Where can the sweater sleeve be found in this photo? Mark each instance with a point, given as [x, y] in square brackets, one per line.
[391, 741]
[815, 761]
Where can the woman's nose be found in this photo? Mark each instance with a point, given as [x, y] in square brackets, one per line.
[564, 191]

^^^^

» What this task involves: Copy the records above verbatim, every line of them in the same order.

» Solution:
Where can the sweater sleeve be found in this photo? Mark each instance with a point, given as [x, y] in square brackets, one per line.
[391, 741]
[815, 761]
Where can the woman's nose be found in this photo? Mark each instance with a point, given as [x, y] in square brackets, one per line.
[564, 191]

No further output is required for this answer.